» TEXT EXCERPT:
I was also surprised at my indifference to the assassination attempt. I was busy that day and my wife called from out of town to tell me about it. I looked it up to confirm it had happened and lost interest after that.
Along with violence, I think Roger offers another possibility for how some people on the left are going to adapt to the emerging reality by adopting methods of the right. Josh Marshall has an uncharacteristically weakly reasoned discussion of the it-was-glass-not-a-bullet theory. Marshall even acknowledges a lack of evidence that a teleprompter actually got broken.
And the bullet/glass thing could probably be definitively answered by info from medical folks, but per usual Trump team not providing it, and also per usual with him press* not really pursing aggressively (actually hardly at all).
*I know folks are avoiding the RNC, and I have generally, but OMFG the MSM has absolutely been dreadful as far as I've seen**. The biggest is the general agreement on how "unifying" it has been (Haley speaking/strongly endorsing) being a big part of it). But holy short, apart from the millions of American not being unified, how about the unification of a party where the following are not welcome (and in some case would be in physical danger if they showed up).
-the previous VP of the candidate
-the party's previous prez candidate and sitting senator
-the party's previous VP candidate
-the previous R VP before that
-the former congresswoman daughter of said prior VP
-about half of the cabinet members of the candidates administration
**Also going on about "softer tone" because the calls for violence from the (main) speakers has only been implied and not explicit.
Food for thought in this Paul Musgrave post: https://musgrave.substack.com/p/the-economics-of-assassinations
Pull quote: "...assassinations of autocrats produce 'substantial changes in the country's institutions, while assassinations of democrats do not'"
Now I'll go read the other comments.
OP.quote: These figures are much lower than we estimated using the original scale in October 2020.
However the revealed preference for political violence given the RNC convention is much higher.
44: Not sure what's weak about it? It seems to sum up the possibilities in the absence of much data anyone can validate. Ultimately I'm not sure it's even highly newsworthy - it might technically be a closer miss if the bullet grazed him, but it's a minor injury either way. Miss, mile, etc. It is relevant to the extent that (which he points out) the media is probably too cowed to dig into the issue.
When it comes to "is violence ever the answer/what we need is meanness" in 21 I remain influenced by something I read (when Biden was being what seemed to me needlessly conciliatory) about the history of places that were polarized like we are, and possibly heading toward autocracy as we seem to possibly be. I won't be able to find what I read then, but the conclusion from studying past cases was basically that the situations where nations turned back from the brink of autocracy were places where the pro-democracy faction was more Biden-like: calm, welcoming, unwilling to declare it a fight against evil forces.

» AIM OF THE TASK:
Carry on the comment thread about the assassination attempt and the convention, starting right after its last sentence. The entries that come next are from an unrelated source.

» ENTRIES SUPPLIED:
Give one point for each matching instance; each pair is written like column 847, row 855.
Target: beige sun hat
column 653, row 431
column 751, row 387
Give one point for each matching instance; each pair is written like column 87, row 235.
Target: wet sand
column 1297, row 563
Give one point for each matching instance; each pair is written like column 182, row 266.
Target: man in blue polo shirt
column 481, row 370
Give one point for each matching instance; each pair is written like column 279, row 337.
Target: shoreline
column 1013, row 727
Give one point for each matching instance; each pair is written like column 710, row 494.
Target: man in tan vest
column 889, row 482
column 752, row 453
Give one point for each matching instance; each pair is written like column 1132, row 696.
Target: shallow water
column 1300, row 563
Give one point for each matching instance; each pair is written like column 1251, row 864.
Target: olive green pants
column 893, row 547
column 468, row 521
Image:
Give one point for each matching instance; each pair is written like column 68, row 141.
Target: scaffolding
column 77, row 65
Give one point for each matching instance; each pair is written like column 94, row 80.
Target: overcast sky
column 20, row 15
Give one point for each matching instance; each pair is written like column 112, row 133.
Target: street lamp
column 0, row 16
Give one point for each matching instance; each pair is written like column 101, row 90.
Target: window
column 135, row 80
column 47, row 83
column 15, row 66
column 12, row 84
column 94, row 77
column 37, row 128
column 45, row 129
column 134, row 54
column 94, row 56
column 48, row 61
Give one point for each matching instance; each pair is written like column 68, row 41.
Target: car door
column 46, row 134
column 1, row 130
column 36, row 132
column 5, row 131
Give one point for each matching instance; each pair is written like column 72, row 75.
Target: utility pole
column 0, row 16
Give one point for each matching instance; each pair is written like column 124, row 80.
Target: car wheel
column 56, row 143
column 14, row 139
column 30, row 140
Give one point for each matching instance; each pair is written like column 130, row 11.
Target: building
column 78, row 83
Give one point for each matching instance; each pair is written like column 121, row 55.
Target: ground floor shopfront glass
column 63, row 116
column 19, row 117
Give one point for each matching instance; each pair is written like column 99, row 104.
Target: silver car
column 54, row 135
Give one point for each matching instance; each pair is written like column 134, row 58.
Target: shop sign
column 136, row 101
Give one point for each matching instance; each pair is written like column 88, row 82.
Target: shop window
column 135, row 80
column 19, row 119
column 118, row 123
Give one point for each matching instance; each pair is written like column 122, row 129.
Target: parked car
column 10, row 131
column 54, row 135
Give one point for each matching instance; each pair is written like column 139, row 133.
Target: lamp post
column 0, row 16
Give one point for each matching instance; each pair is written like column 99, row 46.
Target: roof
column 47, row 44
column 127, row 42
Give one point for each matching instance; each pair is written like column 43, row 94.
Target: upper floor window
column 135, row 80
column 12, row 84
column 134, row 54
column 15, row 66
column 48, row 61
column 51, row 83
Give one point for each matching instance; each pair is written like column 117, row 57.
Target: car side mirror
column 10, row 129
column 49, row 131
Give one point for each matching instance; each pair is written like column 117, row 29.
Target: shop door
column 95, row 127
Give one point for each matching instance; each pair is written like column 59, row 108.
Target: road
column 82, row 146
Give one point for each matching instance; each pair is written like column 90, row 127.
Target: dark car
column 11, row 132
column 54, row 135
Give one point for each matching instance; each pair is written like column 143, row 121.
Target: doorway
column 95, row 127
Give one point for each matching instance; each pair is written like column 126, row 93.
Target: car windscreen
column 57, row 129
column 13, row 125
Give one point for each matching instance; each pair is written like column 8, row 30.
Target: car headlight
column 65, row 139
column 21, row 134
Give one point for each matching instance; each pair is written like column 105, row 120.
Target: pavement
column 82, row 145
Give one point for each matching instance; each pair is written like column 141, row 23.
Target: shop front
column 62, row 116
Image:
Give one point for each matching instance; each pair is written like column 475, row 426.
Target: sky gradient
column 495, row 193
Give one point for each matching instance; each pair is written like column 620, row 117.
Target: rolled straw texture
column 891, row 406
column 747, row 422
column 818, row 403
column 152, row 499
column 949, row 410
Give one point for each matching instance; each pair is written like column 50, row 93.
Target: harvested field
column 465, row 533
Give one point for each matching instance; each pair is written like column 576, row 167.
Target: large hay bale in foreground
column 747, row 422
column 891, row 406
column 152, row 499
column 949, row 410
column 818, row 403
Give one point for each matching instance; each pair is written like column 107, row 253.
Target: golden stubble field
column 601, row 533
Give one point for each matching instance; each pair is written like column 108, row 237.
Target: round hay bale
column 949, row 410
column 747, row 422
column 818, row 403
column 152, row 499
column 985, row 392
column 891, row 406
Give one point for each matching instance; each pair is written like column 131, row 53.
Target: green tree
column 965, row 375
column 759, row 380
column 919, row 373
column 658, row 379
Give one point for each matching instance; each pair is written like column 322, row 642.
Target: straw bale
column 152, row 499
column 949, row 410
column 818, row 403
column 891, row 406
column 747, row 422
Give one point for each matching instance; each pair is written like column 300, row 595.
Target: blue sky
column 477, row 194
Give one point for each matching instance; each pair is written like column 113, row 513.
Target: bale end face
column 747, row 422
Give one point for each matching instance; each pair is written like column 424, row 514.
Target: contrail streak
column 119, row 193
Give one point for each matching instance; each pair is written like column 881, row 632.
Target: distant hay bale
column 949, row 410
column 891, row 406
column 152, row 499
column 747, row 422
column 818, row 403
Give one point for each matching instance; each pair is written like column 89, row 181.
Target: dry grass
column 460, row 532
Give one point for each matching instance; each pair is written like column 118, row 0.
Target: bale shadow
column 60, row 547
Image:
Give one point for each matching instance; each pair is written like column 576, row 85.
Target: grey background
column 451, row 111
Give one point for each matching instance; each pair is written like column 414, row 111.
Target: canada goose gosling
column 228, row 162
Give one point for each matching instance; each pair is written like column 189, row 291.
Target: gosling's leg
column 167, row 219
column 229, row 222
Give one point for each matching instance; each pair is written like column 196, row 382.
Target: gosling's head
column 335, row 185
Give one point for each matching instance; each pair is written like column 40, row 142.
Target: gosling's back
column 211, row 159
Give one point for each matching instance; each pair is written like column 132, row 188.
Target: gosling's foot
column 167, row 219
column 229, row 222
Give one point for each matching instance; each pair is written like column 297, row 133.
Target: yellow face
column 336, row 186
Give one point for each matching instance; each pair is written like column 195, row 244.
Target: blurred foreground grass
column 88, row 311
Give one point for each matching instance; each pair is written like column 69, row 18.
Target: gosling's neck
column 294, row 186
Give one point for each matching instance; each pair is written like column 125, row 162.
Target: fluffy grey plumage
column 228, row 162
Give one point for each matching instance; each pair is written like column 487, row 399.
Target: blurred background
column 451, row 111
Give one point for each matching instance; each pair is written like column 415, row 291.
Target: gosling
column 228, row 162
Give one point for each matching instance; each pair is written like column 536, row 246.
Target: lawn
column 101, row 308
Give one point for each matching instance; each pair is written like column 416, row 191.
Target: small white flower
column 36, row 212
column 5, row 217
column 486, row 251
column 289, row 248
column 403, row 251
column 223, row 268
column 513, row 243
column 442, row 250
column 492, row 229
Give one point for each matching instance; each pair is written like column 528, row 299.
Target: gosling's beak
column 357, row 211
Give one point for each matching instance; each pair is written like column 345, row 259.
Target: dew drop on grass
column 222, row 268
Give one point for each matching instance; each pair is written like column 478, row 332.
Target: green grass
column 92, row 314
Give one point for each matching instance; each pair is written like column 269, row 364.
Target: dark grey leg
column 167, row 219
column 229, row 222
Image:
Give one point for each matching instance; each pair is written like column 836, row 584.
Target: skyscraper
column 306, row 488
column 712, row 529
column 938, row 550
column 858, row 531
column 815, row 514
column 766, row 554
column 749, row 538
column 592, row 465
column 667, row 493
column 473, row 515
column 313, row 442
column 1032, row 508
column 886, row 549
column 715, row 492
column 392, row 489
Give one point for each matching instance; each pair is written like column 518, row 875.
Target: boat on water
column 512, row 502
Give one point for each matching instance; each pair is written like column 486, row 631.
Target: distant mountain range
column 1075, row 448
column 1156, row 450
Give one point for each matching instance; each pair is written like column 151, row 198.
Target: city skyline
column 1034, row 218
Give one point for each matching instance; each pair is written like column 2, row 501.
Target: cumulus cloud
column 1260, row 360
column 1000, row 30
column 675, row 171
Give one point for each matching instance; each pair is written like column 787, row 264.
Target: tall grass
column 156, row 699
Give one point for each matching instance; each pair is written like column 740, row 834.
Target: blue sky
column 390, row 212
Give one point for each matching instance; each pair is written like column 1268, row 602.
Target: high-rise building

» ANSWER TO THIS TASK:
Merrick fucking Garland was still the worst cabinet appointment ever. As an administration, "avoid demonizing voters on the other side, but prosecute obvious crimes instead of letting the clock run out" seems pretty straightforward to me.
45: It's funny that GWB has become such an afterthought that he doesn't even make your list.
50: I did think about him, but you're right; maybe it would be OK for him to be there, but if so it would be that no one on either side would even care.
Is Pat Buchanan still alive? He's the kind of guy this RNC was made for.
53: yeah, in his mid-80s. Bob Newhart is very recently not, however.
Speaking of age, Jamie Raskin out with a public letter to Biden. Replace buoyed by a new poll that shows "Younger Democrat" gaining 6 to 10 points vs. Biden in swing states. Younger Democrat almost doing as well as Johnny Unbeatable.
Harris is a younger Democrat, but somehow she doesn't poll as well as Mr. YD. Mysterious!
54.1.last: But at least he took Lou Dobbs with him.
I just got polled again on Biden vs Trump. I refrained from expressing an unsolicited opinion about political violence.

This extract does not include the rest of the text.